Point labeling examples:
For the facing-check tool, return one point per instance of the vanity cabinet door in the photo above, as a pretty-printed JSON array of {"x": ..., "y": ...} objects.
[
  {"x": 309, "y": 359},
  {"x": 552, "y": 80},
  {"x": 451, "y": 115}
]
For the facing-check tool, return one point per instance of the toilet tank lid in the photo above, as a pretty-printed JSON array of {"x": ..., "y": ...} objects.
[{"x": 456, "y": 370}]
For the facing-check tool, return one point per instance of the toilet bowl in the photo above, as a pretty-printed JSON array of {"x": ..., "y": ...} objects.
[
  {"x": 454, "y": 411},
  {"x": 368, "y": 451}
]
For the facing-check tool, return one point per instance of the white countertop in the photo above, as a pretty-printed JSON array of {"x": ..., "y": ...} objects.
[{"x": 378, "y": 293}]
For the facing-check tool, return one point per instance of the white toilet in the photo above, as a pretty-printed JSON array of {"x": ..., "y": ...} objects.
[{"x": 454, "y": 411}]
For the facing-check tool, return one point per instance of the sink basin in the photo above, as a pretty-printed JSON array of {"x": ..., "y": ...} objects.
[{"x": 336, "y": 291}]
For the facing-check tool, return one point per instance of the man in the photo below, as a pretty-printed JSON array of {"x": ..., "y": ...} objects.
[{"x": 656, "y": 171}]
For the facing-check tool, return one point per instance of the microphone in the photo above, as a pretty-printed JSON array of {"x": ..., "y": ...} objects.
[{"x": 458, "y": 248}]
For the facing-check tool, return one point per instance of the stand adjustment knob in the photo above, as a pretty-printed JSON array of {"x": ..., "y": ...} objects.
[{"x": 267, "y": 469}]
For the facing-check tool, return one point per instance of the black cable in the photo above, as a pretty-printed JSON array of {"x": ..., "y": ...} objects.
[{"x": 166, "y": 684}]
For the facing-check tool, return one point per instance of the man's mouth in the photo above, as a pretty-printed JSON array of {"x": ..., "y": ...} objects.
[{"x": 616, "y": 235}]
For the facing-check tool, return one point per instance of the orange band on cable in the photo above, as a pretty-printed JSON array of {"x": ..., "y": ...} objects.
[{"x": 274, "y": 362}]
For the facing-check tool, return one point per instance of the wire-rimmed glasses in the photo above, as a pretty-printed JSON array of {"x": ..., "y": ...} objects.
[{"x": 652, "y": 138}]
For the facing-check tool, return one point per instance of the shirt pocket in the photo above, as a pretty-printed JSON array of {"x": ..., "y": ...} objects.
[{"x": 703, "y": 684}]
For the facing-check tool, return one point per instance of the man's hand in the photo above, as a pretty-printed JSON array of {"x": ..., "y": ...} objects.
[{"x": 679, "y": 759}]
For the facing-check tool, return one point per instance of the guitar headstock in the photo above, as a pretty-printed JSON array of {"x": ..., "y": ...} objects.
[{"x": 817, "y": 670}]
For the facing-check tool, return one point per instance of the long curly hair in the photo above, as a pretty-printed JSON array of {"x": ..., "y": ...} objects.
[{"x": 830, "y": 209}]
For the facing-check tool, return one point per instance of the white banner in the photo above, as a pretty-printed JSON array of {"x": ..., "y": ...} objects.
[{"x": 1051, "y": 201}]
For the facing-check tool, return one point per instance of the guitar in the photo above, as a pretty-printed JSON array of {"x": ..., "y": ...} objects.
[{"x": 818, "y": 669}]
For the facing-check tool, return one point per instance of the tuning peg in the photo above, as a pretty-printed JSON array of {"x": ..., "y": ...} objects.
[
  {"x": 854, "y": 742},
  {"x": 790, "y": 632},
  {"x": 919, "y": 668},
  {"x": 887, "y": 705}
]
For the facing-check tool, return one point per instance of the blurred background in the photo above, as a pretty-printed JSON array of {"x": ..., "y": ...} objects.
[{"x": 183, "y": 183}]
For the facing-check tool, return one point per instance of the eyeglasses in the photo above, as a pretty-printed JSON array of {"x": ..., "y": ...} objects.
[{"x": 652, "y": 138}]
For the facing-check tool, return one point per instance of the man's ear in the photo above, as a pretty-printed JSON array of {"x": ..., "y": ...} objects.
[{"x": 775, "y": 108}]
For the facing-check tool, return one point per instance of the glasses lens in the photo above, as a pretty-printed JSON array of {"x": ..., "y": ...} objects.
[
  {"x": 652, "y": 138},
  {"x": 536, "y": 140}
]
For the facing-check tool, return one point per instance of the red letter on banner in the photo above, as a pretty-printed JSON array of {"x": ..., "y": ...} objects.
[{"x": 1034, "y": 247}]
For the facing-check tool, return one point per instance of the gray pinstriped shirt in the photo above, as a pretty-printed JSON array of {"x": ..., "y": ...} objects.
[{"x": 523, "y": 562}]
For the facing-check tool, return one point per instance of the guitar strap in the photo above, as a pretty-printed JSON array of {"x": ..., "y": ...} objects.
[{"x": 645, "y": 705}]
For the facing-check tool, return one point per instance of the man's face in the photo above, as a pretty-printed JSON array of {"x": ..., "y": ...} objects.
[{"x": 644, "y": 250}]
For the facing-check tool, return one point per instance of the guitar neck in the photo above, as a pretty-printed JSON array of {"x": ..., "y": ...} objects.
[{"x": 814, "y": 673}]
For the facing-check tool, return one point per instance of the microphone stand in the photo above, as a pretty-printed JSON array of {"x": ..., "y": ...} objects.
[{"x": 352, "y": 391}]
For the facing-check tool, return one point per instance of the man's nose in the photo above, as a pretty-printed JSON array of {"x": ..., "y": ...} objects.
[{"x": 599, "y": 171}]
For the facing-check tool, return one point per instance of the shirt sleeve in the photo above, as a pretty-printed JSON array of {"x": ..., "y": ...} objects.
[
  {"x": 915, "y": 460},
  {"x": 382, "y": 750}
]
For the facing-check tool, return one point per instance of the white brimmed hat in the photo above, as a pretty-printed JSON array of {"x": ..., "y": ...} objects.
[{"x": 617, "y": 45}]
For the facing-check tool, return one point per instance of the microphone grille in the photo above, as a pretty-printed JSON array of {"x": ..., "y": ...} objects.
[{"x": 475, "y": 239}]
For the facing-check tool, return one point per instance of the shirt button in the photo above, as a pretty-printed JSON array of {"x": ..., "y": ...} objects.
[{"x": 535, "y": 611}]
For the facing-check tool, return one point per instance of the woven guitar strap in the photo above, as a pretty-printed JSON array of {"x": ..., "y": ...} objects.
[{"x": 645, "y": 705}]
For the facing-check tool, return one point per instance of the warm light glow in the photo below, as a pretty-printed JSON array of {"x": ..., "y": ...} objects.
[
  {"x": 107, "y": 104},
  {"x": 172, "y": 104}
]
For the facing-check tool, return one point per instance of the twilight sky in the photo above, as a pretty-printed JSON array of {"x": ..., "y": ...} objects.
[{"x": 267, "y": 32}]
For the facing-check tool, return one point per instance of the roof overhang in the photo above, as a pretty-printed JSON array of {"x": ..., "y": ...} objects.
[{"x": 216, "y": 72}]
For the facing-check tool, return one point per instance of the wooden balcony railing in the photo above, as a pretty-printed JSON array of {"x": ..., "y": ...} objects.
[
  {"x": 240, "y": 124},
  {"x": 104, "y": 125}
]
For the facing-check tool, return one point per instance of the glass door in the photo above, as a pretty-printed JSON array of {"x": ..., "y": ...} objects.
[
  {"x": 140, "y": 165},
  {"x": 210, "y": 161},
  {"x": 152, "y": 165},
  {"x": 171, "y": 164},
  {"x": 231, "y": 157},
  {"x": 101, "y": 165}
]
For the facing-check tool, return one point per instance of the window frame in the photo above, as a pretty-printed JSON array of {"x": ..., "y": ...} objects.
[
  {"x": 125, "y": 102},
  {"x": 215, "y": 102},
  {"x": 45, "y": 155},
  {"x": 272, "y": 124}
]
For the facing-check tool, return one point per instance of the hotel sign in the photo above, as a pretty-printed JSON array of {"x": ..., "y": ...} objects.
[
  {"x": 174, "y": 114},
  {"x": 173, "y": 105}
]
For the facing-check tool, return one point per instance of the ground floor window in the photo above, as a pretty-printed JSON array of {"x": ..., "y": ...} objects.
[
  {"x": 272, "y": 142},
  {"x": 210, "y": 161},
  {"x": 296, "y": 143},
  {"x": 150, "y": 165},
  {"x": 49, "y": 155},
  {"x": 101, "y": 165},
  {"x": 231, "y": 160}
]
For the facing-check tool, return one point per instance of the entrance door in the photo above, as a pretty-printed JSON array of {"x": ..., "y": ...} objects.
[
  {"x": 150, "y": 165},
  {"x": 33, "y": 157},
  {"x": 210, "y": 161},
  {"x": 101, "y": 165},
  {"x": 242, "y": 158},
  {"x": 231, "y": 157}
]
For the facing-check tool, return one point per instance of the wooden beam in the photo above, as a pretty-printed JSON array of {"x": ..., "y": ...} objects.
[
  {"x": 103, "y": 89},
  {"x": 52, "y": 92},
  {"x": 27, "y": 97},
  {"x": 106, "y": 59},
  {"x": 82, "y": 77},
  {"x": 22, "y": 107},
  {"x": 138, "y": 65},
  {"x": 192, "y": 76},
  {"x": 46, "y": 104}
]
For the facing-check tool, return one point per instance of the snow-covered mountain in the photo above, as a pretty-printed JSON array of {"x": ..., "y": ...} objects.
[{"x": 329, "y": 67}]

- [Work required]: Rewrite the records from the line containing "of the entrance" through the end of the records, both ends included, changing "facing-check tool" to "orientation-check tool" and leaving everything else unchanged. Return only that part.

- [Complete output]:
For the orientation-check tool, return one point per instance of the entrance door in the photo above, as a pretty-printed JSON array of {"x": ..., "y": ...} objects.
[
  {"x": 150, "y": 165},
  {"x": 33, "y": 157},
  {"x": 210, "y": 161},
  {"x": 101, "y": 165},
  {"x": 242, "y": 158},
  {"x": 231, "y": 157}
]
For the orientation-check tool, return one point per instance of the wooden beam in the photo above, as a pretty-printed JSON array of {"x": ..., "y": ...} objects.
[
  {"x": 103, "y": 89},
  {"x": 52, "y": 92},
  {"x": 27, "y": 97},
  {"x": 106, "y": 59},
  {"x": 82, "y": 77},
  {"x": 22, "y": 107},
  {"x": 138, "y": 65},
  {"x": 192, "y": 76},
  {"x": 46, "y": 104}
]
For the orientation-check tool, return one point per instance of the snow-covered mountain in the photo above, as a pretty-printed JSON array of {"x": ..., "y": ...} objects.
[{"x": 329, "y": 67}]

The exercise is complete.